先日スポーツジャーナリストの増田明美さんの記事を朝日新聞のスタイルという小雑誌の中で目にしました。生き方に通じるとてもいい話だったのでとり上げてみたいと思います。
彼女は中学3年で陸上800メートルの千葉県記録を更新し、以後引退するまで日本最高記録を12回、世界最高記録を2回、中・長距離(マラソン)の種目で更新した偉大なランナーです。しかし、ロス五輪で途中棄権、引退を決意した大阪国際マラソンでまたもや途中棄権。「本番に弱い、引き際が悪いというイメージがついて、監督やコーチの話もない。」(本人談)孤高の天才ランナーにも多くの苦難があったのだと改めて知りました。現役の頃の彼女にはどこか寂しげな雰囲気がありましたが、様々な葛藤の中で苦しんでいたのだと納得しました。

増田明美さんのマラソン中継の解説を聞いていると選手一人ひとりに対する情報が大変豊富で、しかも一人ひとりに掛ける言葉に温かみがあって私は好感をもって聞いています。
「選手を応援する家族や友だちを心配させるようなことは言いたくない。何よりも現場に足を運んで選手のハードな練習を目にすると、むしろ褒めても褒めても、褒め足りないくらいです。」増田さんの人を想う、人を気遣う心がこの言葉から強く伝わってきます。きっと現役時代の多くの挫折が、彼女の中に人間としての優しさと後輩たちを支えていこうとする思いやりの心が培われたのかなと推測します。

多くの個性をもった子どもたちの集まりである学校では、自分だけが思った通りの生活を送るということはあり得ません。自分とは違う個性をもった友だちとの付き合い方に悩むこともあるでしょう、徒競走で負けることも、宿泊訓練で失敗することも、無論テストで×をもらうことも。でも、それら子どもながらの挫折や失敗は、先を考えるならば人としての在り方や人と接する術を学んでいることにもなっているのです。
目先のことばかりにとらわれず、少し先の子どもの姿を思いながら今を見てあげられたらいいなと思います。

「マラソンは遠い目標に向かって地道な努力を積み重ねますが、人生も同じ。自分の歩幅で一歩ずつ進んでいくとよい結果につながると思います。たとえ順調ではない時でも、目の前の風景を楽しむ心をもっていたいですね。」増田さんの言葉の中に多くの示唆が隠れています。

写真内の物体指示データ
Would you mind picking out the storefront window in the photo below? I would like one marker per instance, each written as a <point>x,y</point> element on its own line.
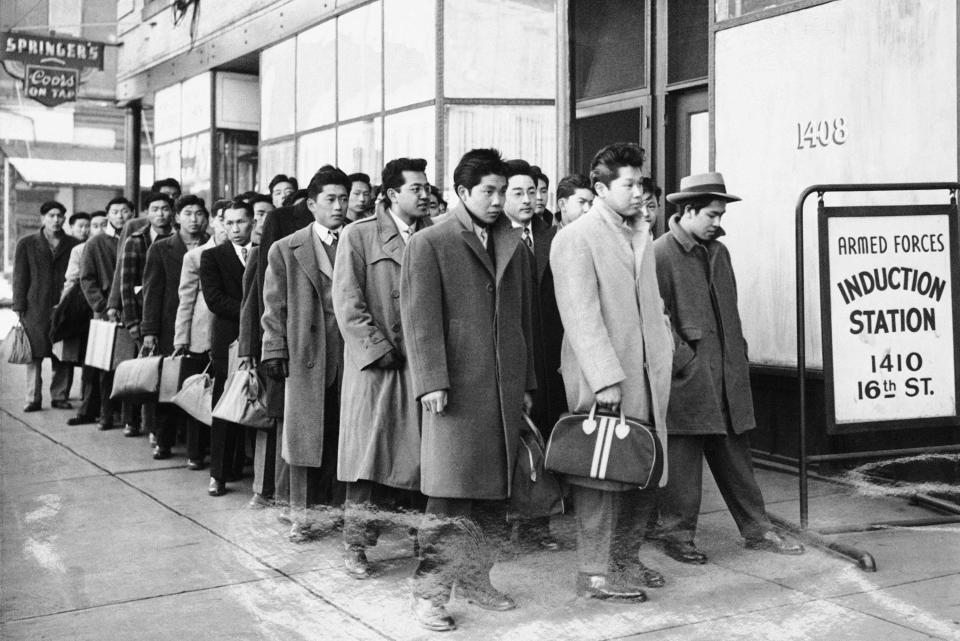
<point>358,62</point>
<point>527,132</point>
<point>410,58</point>
<point>313,152</point>
<point>277,90</point>
<point>360,147</point>
<point>316,77</point>
<point>515,37</point>
<point>412,134</point>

作業内容:
a - 本文について、次の問いに答えてください。
(i) 増田明美さんは中学3年のとき、何の記録を更新しましたか。
(ii) 増田明美さんが引退するまでに日本最高記録を更新した回数は何回ですか。
(iii) 本文では、学校はどのような集まりだと述べられていますか。
b - 本文のうち、「彼女は中学3年で陸上800メ」で始まり「んでいたのだと納得しました。」で終わる部分を、一字一句違えずに書き写してください。
今回の作業では、データを使う必要はありません。

解答:
a -
(i) 陸上800メートルの千葉県記録です。
(ii) 12回です。
(iii) 多くの個性をもった子どもたちの集まりです。

b -
彼女は中学3年で陸上800メートルの千葉県記録を更新し、以後引退するまで日本最高記録を12回、世界最高記録を2回、中・長距離(マラソン)の種目で更新した偉大なランナーです。しかし、ロス五輪で途中棄権、引退を決意した大阪国際マラソンでまたもや途中棄権。「本番に弱い、引き際が悪いというイメージがついて、監督やコーチの話もない。」(本人談)孤高の天才ランナーにも多くの苦難があったのだと改めて知りました。現役の頃の彼女にはどこか寂しげな雰囲気がありましたが、様々な葛藤の中で苦しんでいたのだと納得しました。